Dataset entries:
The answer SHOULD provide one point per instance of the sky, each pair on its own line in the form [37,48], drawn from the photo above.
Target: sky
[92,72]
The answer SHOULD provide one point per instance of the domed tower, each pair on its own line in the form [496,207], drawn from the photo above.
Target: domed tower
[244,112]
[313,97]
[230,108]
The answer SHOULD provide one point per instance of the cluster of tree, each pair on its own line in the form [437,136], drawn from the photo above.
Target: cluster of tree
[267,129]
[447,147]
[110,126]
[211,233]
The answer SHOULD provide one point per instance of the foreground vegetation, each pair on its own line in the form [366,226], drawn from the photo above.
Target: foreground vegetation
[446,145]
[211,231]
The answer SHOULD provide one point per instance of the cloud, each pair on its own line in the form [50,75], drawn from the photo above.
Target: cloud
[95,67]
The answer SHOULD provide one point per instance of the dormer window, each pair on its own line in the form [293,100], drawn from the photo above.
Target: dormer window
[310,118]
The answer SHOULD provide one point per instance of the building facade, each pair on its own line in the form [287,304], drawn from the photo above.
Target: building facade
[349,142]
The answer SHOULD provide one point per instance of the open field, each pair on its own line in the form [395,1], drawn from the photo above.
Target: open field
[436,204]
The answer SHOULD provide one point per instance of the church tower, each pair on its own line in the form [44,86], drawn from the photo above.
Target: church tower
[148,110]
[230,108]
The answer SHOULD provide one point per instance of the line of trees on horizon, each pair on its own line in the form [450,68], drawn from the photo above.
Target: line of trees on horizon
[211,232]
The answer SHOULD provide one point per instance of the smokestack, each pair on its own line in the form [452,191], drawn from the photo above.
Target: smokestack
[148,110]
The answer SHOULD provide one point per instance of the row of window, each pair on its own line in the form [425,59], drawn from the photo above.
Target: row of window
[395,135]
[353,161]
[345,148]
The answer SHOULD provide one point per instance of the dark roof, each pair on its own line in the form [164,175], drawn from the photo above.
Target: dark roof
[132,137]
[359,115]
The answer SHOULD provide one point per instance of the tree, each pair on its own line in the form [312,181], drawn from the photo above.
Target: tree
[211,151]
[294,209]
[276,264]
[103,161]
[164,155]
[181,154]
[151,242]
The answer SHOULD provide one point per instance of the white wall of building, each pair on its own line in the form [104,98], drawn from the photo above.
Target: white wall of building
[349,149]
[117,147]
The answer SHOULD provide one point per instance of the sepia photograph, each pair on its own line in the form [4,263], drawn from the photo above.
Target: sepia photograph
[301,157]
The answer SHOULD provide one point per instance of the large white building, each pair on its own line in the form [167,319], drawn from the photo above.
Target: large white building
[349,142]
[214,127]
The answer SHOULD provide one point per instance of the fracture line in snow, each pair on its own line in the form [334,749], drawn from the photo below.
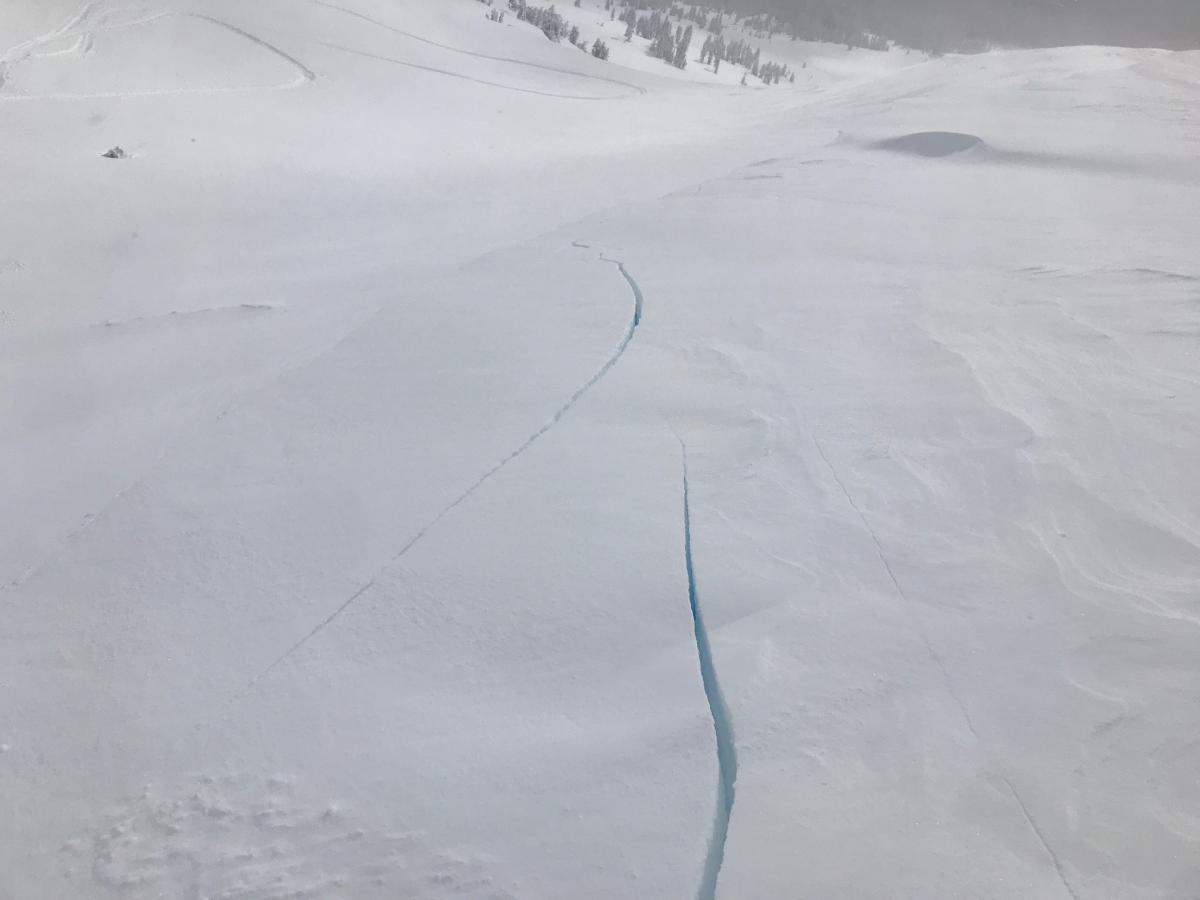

§ Activity
Write every record out again exactly; no pictures belong in the copy.

§ Exercise response
The answer SHOULD provide one point per instance of the sky, each pair on its own line in the form [37,48], drawn from the photo above.
Target: sky
[92,72]
The answer SHOULD provide one point per instance of the domed tower, each pair on its own line in the form [496,207], drawn from the photo above.
Target: domed tower
[244,112]
[313,97]
[230,108]
The answer SHOULD provide one point per instance of the cluster of tree, each pair on its own line in the form [437,136], drawn from the photo above.
Target: cluster of tree
[267,129]
[447,147]
[110,126]
[211,233]
The answer SHOULD provide one point per instance of the foreground vegetation, each pair on its own line in the form [366,226], drawn from the photo above.
Target: foreground vegetation
[446,145]
[211,231]
The answer SHOULD provide one point per instance of the cloud, each pair on its own line in the form [50,75], drawn from the photo above.
Target: cloud
[95,67]
The answer SHOULD provide one point per instance of the dormer window, each pair on its own line in the form [293,100], drawn from the photo above.
Target: dormer window
[310,118]
The answer SHOULD provide one point per instance of the building facade, each pair on its own line in the form [287,304], drawn from the photo above.
Target: building facade
[349,142]
The answer SHOULD provide one point per instance of the open field, each pair on its own line in the form [395,1], drawn from the photo above.
Target: open field
[436,204]
The answer SHOULD provide one point per instance of the church tower, each pair on its own line in the form [44,86], drawn from the photo above.
Target: church tower
[148,110]
[230,108]
The answer SHOULD provide one point per instance of the line of trees on horizon, each pair on its own line in the form [450,68], drawn from the photo above.
Target: line of trees on horizon
[211,232]
The answer SHOULD provide one point per instance of the smokestack, each pair on its own line in the form [452,191], drawn from the photo above.
Target: smokestack
[148,110]
The answer SHOULD provide one point per instance of the row of window, each pair on its own line in the form [425,59], drawn from the photo above.
Target: row of window
[395,135]
[353,161]
[345,148]
The answer SHOULD provide one point per instance of the dark roof, each pair on its own line in the form [164,175], drawn from the photo above.
Target: dark roof
[132,137]
[359,115]
The answer SHOULD provide one point per instance of the tree, each pair on its own line in the form [312,181], drawn from the photo above.
Target: tree
[211,151]
[294,209]
[276,264]
[103,161]
[164,155]
[181,154]
[151,242]
The answer SHOULD provide one point per instance of the white wall of building, each pair on its own line in the form [104,98], drawn from the photo above.
Target: white wall of building
[349,149]
[117,147]
The answer SHOULD provide one point per instance of the sepia photograph, each pair on its own line in the form [4,263], drawn from the photo above.
Target: sepia photograph
[301,157]
The answer SHOULD provide one point per instance of the large white building, each pair on its own line in the form [167,319], drawn from the photo above.
Target: large white building
[349,142]
[214,127]
The answer SHOULD provide one point per instance of the fracture line in snow, each pair on its own line in the form [334,749], drawn from the photo below.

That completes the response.